▸ **WRITTEN REQUEST A**: Collect every line in the rows that contains the string "instance". Case counts.

▸ **QUOTED TEXT**:
— START —

Prof. Atul  Prakash,
Department of EECS,
University of Michigan-Ann Arbor

Atul Prakash is a Professor in the EECS Department at the University of Michigan, where he has served on the faculty since 1989. He earned a Ph.D. from the University of California, Berkeley, in 1989 and a B.Tech. from IIT Delhi in 1982. His research interests are in Security and privacy, cyber-physical systems, computer-supported cooperative work, and distributed systems. Most recently, he has been working on security for Internet of Things and on the security and privacy of Financial Web sites.

Atul Prakash's talk is titled Robust Physical-World Attacks on Deep Learning Visual Classifiers and Detectors. Recent studies show that the state-of-the-art deep neural networks (DNNs) are vulnerable to adversarial examples, resulting from small-magnitude perturbations added to the input. Given that that emerging physical systems are using DNNs in safety-critical situations such as autonomous driving, adversarial examples could mislead these systems and cause dangerous situations. It was however unclear if these attacks could be effective in practice with real-world objects, with some researchers finding that the attacks fail to translate to physical world in practice.

The talk will report on some of the findings for generating such adversarial examples that can be physically realized using techniques such as stickers placed on real-world traffic signs. With a perturbation in the form of only black and white stickers, we modified real stop signs, causing targeted misclassification in over 80% of video frames obtained on a moving vehicle (field test) for state-of-the-art image classifiers, LISA-CNN and GTSRB-CNN. Recent results suggest that object detectors, such as YOLO, are also susceptible to physical perturbation attacks. The talk will discuss some of the implications of the work on the design of robust classifiers and detectors for safety-critical applications.


Sriram Rajamani

Sriram Rajamani, 
Managing Director and Distinguished Scientist, 
Microsoft Research India

Sriram Rajamani is Distinguished Scientist and Managing Director of Microsoft Research India. His research interests are in designing, building and analyzing computer systems in a principled manner. Over the years he has worked on various topics including Hardware and Software Verification, Type Systems, Language Design, Distributed Systems, Security and Privacy, Cloud Security and Probabilistic Programming.

Together with Tom Ball, he was awarded the CAV 2011 Award for “contributions to software model checking, specifically the development of the SLAM/SDV software model checker that successfully demonstrated computer-aided verification techniques on real programs.” Sriram was elected ACM Fellow in 2015 for contributions to software analysis and defect detection. Recently, Sriram has been elected Fellow of Indian National Academy of Engineering.

— END —

▸ **SOURCE RECORDS**:
— START —

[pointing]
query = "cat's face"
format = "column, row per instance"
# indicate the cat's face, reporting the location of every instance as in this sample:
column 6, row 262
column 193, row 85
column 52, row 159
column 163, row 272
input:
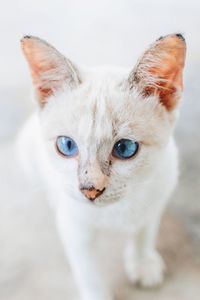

— END —

▸ **WRITTEN REQUEST B**: According to the speaker bios, in what year was Sriram Rajamani elected ACM Fellow?

▸ **TASK ANSWER A**:
format = "column, row per instance"
# indicate the cat's face, reporting the location of every instance as in this sample:

▸ **TASK ANSWER B**: 2015